Contour annotation records
┄┄┄┄┄┄┄┄┄┄┄┄┄┄┄┄┄┄┄┄
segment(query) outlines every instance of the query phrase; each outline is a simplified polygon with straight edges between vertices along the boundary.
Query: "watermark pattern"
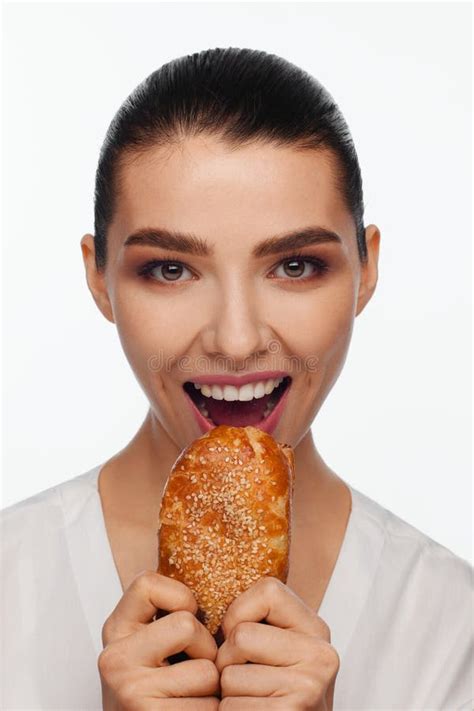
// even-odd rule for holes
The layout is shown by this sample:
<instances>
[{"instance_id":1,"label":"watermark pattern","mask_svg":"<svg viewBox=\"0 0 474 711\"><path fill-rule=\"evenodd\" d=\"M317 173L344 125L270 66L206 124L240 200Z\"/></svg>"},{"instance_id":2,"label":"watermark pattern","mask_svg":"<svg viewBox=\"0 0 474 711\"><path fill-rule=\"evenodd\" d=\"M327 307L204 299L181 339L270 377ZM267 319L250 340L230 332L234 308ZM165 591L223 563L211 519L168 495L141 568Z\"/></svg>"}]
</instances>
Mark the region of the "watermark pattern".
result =
<instances>
[{"instance_id":1,"label":"watermark pattern","mask_svg":"<svg viewBox=\"0 0 474 711\"><path fill-rule=\"evenodd\" d=\"M318 367L319 358L316 355L309 355L304 358L298 356L288 356L281 354L281 345L278 341L271 340L267 346L267 355L257 355L255 358L246 358L244 361L236 361L232 356L217 356L210 358L206 355L190 356L165 355L162 349L148 358L148 368L151 371L179 370L183 373L232 373L239 371L251 371L252 373L267 370L280 370L287 373L300 373L315 371Z\"/></svg>"}]
</instances>

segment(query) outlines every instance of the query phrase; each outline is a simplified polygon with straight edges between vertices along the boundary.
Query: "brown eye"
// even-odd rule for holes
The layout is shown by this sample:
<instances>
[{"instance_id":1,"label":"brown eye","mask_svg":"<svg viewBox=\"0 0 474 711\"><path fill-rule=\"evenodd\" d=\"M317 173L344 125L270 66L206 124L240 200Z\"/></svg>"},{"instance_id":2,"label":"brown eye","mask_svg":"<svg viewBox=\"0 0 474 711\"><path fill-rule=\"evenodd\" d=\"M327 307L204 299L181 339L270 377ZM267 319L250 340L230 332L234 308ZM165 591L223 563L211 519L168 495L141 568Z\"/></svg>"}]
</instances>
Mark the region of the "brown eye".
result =
<instances>
[{"instance_id":1,"label":"brown eye","mask_svg":"<svg viewBox=\"0 0 474 711\"><path fill-rule=\"evenodd\" d=\"M191 281L191 279L181 278L183 274L186 275L186 272L188 272L192 279L191 271L184 264L171 262L170 260L153 259L151 262L147 262L141 266L137 274L148 281L153 280L164 284L166 282Z\"/></svg>"},{"instance_id":2,"label":"brown eye","mask_svg":"<svg viewBox=\"0 0 474 711\"><path fill-rule=\"evenodd\" d=\"M173 262L168 262L168 264L163 264L161 267L161 273L167 281L175 281L179 279L183 273L183 267L181 264L174 264Z\"/></svg>"},{"instance_id":3,"label":"brown eye","mask_svg":"<svg viewBox=\"0 0 474 711\"><path fill-rule=\"evenodd\" d=\"M284 262L284 270L290 277L301 276L304 273L303 259L289 259Z\"/></svg>"}]
</instances>

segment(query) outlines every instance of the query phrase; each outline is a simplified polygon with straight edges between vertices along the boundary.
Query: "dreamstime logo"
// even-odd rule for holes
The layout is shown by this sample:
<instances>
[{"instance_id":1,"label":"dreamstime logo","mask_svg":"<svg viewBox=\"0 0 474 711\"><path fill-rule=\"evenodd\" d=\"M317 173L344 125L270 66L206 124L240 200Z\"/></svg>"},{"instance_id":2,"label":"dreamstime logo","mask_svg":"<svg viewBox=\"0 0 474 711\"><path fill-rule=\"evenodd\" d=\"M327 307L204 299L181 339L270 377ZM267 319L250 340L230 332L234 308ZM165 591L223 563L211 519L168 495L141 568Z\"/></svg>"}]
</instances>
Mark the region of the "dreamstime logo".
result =
<instances>
[{"instance_id":1,"label":"dreamstime logo","mask_svg":"<svg viewBox=\"0 0 474 711\"><path fill-rule=\"evenodd\" d=\"M243 361L236 361L232 356L217 356L210 358L206 355L189 356L183 355L179 358L176 355L165 356L160 348L158 353L154 353L148 358L149 370L169 373L177 369L183 373L237 373L241 370L258 372L259 370L283 370L287 373L300 373L305 371L315 371L318 367L319 358L315 355L299 358L297 356L287 356L281 354L281 345L278 341L271 340L267 345L269 355L258 355L255 358L246 358Z\"/></svg>"}]
</instances>

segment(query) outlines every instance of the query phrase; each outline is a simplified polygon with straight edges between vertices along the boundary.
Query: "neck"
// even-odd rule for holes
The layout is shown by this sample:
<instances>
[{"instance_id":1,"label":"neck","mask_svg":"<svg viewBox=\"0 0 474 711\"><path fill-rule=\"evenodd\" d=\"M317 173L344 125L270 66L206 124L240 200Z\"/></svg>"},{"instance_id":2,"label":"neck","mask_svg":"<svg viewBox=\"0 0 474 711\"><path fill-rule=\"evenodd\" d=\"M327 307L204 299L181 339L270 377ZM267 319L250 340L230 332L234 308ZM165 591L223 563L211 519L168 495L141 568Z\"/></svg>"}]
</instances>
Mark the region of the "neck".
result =
<instances>
[{"instance_id":1,"label":"neck","mask_svg":"<svg viewBox=\"0 0 474 711\"><path fill-rule=\"evenodd\" d=\"M294 452L293 520L297 528L307 529L331 516L332 504L345 485L323 461L311 430ZM155 528L163 489L179 454L176 443L149 410L133 439L101 472L101 496L107 499L109 511L124 524Z\"/></svg>"}]
</instances>

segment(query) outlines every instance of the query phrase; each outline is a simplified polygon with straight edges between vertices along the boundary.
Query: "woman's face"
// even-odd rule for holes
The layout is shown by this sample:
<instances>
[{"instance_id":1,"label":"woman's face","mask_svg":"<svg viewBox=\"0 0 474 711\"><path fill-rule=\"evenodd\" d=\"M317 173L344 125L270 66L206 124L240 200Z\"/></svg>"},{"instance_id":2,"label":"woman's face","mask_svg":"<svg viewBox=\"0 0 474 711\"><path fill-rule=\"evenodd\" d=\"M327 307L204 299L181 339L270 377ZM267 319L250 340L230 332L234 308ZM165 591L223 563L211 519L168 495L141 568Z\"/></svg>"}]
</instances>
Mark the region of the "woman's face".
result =
<instances>
[{"instance_id":1,"label":"woman's face","mask_svg":"<svg viewBox=\"0 0 474 711\"><path fill-rule=\"evenodd\" d=\"M91 235L83 253L94 298L115 322L157 422L182 449L215 424L258 427L278 401L262 429L296 446L342 369L377 279L379 232L366 230L362 267L330 154L189 138L135 157L121 178L105 273L93 267ZM303 231L298 247L276 244ZM188 244L170 244L169 233ZM248 375L256 379L240 391L245 399L228 401L239 397L229 387L235 376L245 383ZM272 375L286 376L273 395ZM184 387L198 379L201 390Z\"/></svg>"}]
</instances>

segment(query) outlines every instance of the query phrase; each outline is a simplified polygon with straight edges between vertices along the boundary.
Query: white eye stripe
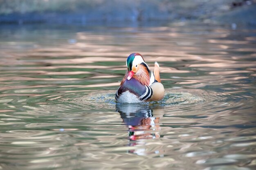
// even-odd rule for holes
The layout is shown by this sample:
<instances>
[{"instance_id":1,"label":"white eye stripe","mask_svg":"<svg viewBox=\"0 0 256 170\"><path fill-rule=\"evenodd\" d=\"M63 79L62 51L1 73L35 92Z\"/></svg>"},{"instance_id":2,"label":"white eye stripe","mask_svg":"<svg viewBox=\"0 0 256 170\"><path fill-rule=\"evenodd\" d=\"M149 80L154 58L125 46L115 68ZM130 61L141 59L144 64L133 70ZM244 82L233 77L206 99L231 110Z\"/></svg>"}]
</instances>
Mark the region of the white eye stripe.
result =
<instances>
[{"instance_id":1,"label":"white eye stripe","mask_svg":"<svg viewBox=\"0 0 256 170\"><path fill-rule=\"evenodd\" d=\"M140 55L136 55L134 57L134 59L133 59L133 61L132 62L132 65L136 66L136 65L139 64L142 62L145 63L148 66L148 68L149 69L149 67L148 66L148 64L145 62L144 60L143 60L143 59L142 58L142 57ZM126 64L126 65L127 64Z\"/></svg>"},{"instance_id":2,"label":"white eye stripe","mask_svg":"<svg viewBox=\"0 0 256 170\"><path fill-rule=\"evenodd\" d=\"M136 55L134 57L133 61L132 62L132 65L136 66L137 64L139 64L142 62L145 62L143 59L140 55Z\"/></svg>"}]
</instances>

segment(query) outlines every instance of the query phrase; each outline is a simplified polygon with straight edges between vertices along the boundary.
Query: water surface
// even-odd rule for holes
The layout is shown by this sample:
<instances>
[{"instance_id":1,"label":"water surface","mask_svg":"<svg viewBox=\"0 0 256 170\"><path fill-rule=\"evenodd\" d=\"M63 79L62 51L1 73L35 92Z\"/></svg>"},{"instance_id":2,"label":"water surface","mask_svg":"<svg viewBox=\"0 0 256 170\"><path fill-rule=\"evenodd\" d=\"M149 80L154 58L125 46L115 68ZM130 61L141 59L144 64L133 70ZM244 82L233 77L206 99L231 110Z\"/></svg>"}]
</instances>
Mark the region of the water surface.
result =
<instances>
[{"instance_id":1,"label":"water surface","mask_svg":"<svg viewBox=\"0 0 256 170\"><path fill-rule=\"evenodd\" d=\"M0 27L0 169L254 170L256 29ZM117 104L131 53L159 102Z\"/></svg>"}]
</instances>

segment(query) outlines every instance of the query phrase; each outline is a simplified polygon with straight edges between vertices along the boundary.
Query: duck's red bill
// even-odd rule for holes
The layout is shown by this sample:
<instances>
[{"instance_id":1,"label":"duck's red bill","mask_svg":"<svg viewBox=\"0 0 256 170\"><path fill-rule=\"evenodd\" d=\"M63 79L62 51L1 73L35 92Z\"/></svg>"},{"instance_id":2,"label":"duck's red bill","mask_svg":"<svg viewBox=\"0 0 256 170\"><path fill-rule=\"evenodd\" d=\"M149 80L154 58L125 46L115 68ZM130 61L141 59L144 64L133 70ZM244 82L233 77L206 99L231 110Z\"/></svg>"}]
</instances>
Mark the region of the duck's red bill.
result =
┄┄┄┄┄┄┄┄┄┄┄┄┄┄┄┄┄┄┄┄
TASK DESCRIPTION
How many lines of the items above contain the string "watermark"? Reply with the number alone.

TASK OUTPUT
4